### MATERIAL FOR THE TASK ###
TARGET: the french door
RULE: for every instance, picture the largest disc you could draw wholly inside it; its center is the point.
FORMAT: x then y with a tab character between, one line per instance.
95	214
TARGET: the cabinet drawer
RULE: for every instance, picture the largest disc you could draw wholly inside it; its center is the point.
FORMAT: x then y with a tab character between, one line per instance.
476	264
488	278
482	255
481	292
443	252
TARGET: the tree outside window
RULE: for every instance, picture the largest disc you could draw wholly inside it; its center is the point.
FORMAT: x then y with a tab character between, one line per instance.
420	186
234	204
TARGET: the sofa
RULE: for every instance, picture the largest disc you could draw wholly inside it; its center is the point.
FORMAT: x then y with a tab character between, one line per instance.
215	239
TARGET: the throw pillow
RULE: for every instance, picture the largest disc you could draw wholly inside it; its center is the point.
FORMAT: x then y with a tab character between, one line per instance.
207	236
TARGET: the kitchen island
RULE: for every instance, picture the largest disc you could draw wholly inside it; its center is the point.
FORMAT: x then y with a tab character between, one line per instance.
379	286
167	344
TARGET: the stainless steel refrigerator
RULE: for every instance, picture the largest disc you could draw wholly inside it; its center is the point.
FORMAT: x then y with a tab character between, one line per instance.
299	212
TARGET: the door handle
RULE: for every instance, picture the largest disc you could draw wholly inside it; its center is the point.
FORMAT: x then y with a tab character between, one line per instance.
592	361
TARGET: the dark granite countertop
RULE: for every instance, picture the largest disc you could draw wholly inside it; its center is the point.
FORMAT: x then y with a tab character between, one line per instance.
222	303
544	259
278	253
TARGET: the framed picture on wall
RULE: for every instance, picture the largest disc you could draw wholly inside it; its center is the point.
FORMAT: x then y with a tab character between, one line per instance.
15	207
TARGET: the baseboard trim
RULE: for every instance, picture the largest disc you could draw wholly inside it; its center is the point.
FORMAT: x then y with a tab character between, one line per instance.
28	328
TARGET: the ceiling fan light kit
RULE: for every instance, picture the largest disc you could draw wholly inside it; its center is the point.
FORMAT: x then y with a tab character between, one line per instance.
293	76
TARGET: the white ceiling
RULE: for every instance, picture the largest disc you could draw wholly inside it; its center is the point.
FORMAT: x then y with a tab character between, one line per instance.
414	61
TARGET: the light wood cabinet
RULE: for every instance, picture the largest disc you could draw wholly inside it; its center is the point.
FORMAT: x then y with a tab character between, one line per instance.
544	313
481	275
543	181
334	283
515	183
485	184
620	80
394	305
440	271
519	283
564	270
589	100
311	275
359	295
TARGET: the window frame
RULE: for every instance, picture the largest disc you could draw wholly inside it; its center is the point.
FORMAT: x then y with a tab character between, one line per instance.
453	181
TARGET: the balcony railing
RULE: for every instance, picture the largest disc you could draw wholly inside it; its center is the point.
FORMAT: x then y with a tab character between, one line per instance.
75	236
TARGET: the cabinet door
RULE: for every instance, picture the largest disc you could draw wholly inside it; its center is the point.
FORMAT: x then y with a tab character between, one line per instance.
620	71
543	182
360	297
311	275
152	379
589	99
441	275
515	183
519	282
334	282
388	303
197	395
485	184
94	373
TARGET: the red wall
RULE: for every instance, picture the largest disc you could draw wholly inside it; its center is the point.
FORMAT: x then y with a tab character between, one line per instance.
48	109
###
### DESCRIPTION OF THE TASK
Count the lines of the material that contain the word "ceiling" and state the resulting number without further remark.

### EXERCISE RESULT
2